**Task prompt:** The expected output is every entry, repeated exactly.

----

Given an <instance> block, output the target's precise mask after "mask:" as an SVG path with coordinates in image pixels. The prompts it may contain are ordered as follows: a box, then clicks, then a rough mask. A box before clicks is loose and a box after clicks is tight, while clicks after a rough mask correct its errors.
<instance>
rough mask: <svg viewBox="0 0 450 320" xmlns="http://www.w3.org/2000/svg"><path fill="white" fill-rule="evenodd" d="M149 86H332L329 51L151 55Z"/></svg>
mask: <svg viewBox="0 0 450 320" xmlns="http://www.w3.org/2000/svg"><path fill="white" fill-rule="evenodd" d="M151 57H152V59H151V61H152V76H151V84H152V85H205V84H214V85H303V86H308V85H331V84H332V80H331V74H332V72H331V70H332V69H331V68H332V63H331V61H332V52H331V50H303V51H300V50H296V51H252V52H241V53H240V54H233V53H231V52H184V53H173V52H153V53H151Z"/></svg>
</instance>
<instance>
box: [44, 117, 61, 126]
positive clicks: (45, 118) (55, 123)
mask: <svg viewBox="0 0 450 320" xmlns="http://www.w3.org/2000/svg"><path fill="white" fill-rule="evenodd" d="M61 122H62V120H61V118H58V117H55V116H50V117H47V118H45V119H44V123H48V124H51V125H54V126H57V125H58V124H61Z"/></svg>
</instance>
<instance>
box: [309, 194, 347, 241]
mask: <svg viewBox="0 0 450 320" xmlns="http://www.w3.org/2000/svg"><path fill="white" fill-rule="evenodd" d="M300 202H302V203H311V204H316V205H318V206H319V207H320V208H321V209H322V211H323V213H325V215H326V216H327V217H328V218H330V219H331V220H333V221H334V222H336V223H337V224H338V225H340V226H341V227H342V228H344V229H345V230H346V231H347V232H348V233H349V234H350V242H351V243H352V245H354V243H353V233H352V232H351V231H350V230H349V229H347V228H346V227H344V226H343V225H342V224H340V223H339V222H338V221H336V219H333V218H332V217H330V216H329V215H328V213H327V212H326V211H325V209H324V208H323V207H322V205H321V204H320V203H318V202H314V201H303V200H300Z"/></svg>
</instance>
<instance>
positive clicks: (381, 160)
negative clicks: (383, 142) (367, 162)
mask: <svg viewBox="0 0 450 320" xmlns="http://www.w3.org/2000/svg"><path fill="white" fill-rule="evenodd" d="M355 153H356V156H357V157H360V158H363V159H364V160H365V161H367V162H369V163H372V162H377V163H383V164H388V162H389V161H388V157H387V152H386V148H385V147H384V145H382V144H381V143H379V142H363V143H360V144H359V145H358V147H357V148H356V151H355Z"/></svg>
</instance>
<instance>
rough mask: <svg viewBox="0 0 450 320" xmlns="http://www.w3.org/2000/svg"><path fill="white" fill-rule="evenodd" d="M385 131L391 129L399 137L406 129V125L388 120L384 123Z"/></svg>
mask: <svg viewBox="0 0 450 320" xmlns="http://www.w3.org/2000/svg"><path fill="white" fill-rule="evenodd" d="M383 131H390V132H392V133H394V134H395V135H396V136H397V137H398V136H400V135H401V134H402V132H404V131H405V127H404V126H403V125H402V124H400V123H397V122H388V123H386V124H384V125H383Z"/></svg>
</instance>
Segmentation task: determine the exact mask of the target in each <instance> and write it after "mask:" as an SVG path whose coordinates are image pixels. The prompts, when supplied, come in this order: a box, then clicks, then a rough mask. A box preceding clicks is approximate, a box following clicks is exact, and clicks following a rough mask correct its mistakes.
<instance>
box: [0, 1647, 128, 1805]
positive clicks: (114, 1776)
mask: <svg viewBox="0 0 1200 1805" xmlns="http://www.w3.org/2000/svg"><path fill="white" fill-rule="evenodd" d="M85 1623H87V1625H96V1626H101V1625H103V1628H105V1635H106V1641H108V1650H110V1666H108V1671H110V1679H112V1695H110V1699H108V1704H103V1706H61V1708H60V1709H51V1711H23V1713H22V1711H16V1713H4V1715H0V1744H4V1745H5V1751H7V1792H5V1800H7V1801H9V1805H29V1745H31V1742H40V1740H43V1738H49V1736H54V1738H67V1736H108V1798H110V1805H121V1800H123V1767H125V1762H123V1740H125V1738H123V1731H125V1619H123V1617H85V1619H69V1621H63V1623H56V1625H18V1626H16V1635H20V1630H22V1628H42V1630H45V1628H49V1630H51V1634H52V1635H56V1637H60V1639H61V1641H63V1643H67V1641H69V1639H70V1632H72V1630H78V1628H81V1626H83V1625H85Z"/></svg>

----

**The completed task:**
Given an <instance> block, output the target's precise mask after "mask:" as an SVG path with coordinates in image pixels. The prompts it may contain are ordered as follows: a box, then clicks, then a rough mask. A box before clicks is loose and a box after clicks is tight, while clicks after a rough mask correct its errors.
<instance>
rough mask: <svg viewBox="0 0 450 320" xmlns="http://www.w3.org/2000/svg"><path fill="white" fill-rule="evenodd" d="M149 86H332L329 51L151 55Z"/></svg>
mask: <svg viewBox="0 0 450 320" xmlns="http://www.w3.org/2000/svg"><path fill="white" fill-rule="evenodd" d="M151 57H152V59H151V61H152V76H151V84H152V85H205V84H214V85H303V86H308V85H331V84H332V80H331V74H332V72H331V70H332V69H331V68H332V63H331V61H332V52H331V50H303V51H300V50H296V51H252V52H241V53H240V54H233V53H231V52H184V53H173V52H153V53H151Z"/></svg>
</instance>
<instance>
box: [44, 117, 61, 126]
positive clicks: (45, 118) (55, 123)
mask: <svg viewBox="0 0 450 320" xmlns="http://www.w3.org/2000/svg"><path fill="white" fill-rule="evenodd" d="M61 122H62V120H61V118H58V117H55V116H50V117H47V118H45V119H44V123H48V124H51V125H54V126H57V125H58V124H61Z"/></svg>
</instance>
<instance>
box: [309, 194, 347, 241]
mask: <svg viewBox="0 0 450 320" xmlns="http://www.w3.org/2000/svg"><path fill="white" fill-rule="evenodd" d="M300 202H302V203H311V204H316V205H318V206H319V207H320V208H321V209H322V211H323V213H325V215H326V216H327V217H328V218H330V219H331V220H333V221H334V222H336V223H337V224H338V225H340V226H341V227H342V228H344V229H345V230H346V231H347V232H348V233H349V234H350V242H351V243H352V245H354V243H353V233H352V232H351V231H350V230H349V229H347V228H346V227H344V226H343V225H342V224H340V223H339V222H338V221H336V219H333V218H332V217H330V216H329V215H328V213H327V212H326V211H325V209H324V208H323V207H322V205H321V204H320V203H318V202H314V201H303V200H300Z"/></svg>
</instance>
<instance>
positive clicks: (381, 160)
negative clicks: (383, 142) (367, 162)
mask: <svg viewBox="0 0 450 320" xmlns="http://www.w3.org/2000/svg"><path fill="white" fill-rule="evenodd" d="M355 153H356V156H357V157H360V158H363V159H364V160H365V161H367V162H369V163H372V162H377V163H383V164H388V162H389V161H388V157H387V152H386V148H385V147H384V145H382V144H381V143H379V142H363V143H360V144H359V145H358V147H357V148H356V151H355Z"/></svg>
</instance>
<instance>
rough mask: <svg viewBox="0 0 450 320" xmlns="http://www.w3.org/2000/svg"><path fill="white" fill-rule="evenodd" d="M385 131L391 129L399 137L406 129V125L388 120L384 123Z"/></svg>
mask: <svg viewBox="0 0 450 320" xmlns="http://www.w3.org/2000/svg"><path fill="white" fill-rule="evenodd" d="M383 131H390V132H392V133H394V134H395V135H396V136H397V137H398V136H400V135H401V134H402V132H404V131H405V127H404V126H403V125H402V124H400V123H397V122H388V123H386V124H384V125H383Z"/></svg>
</instance>
Segmentation task: determine the exact mask of the target in each <instance> and write it after "mask:" as an SVG path whose coordinates are image pixels. The prompts, when supplied, come in this order: a box, then clicks, then a rough mask. A box preceding clicks is approximate, a box following clicks is exact, and clicks following a rough mask correct its mistakes.
<instance>
box: [0, 1647, 128, 1805]
positive clicks: (114, 1776)
mask: <svg viewBox="0 0 1200 1805" xmlns="http://www.w3.org/2000/svg"><path fill="white" fill-rule="evenodd" d="M85 1623H87V1625H96V1626H101V1625H103V1628H105V1635H106V1641H108V1650H110V1666H108V1671H110V1679H112V1695H110V1699H108V1704H103V1706H61V1708H60V1709H51V1711H23V1713H22V1711H16V1713H4V1715H0V1744H4V1745H5V1751H7V1792H5V1800H7V1801H9V1805H29V1745H31V1742H40V1740H43V1738H49V1736H54V1738H67V1736H108V1798H110V1805H121V1800H123V1767H125V1762H123V1740H125V1738H123V1731H125V1619H123V1617H85V1619H69V1621H63V1623H56V1625H18V1626H16V1635H20V1630H22V1628H42V1630H45V1628H49V1630H51V1634H52V1635H56V1637H60V1639H61V1641H63V1643H67V1641H69V1639H70V1632H72V1630H78V1628H81V1626H83V1625H85Z"/></svg>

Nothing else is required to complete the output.